Data extracted from a collection
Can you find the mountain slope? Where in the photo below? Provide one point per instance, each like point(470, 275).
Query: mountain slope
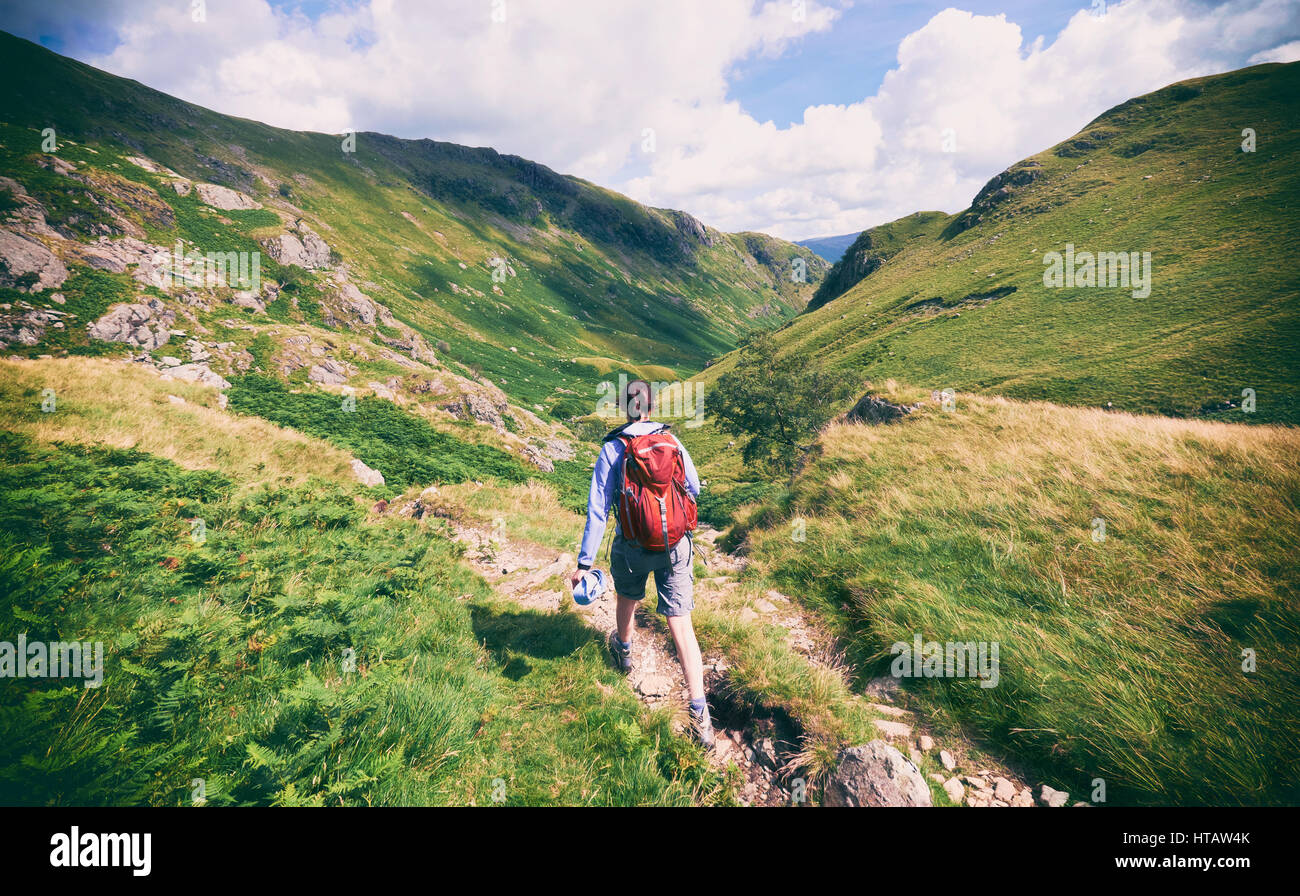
point(1164, 173)
point(419, 226)
point(830, 247)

Problem statement — Copy every record exactly as written, leaving out the pictures.

Final answer —
Can you find the mountain slope? Where in the photo below? Provide one point per instance, each like point(470, 275).
Query: mountain slope
point(1164, 173)
point(419, 226)
point(830, 247)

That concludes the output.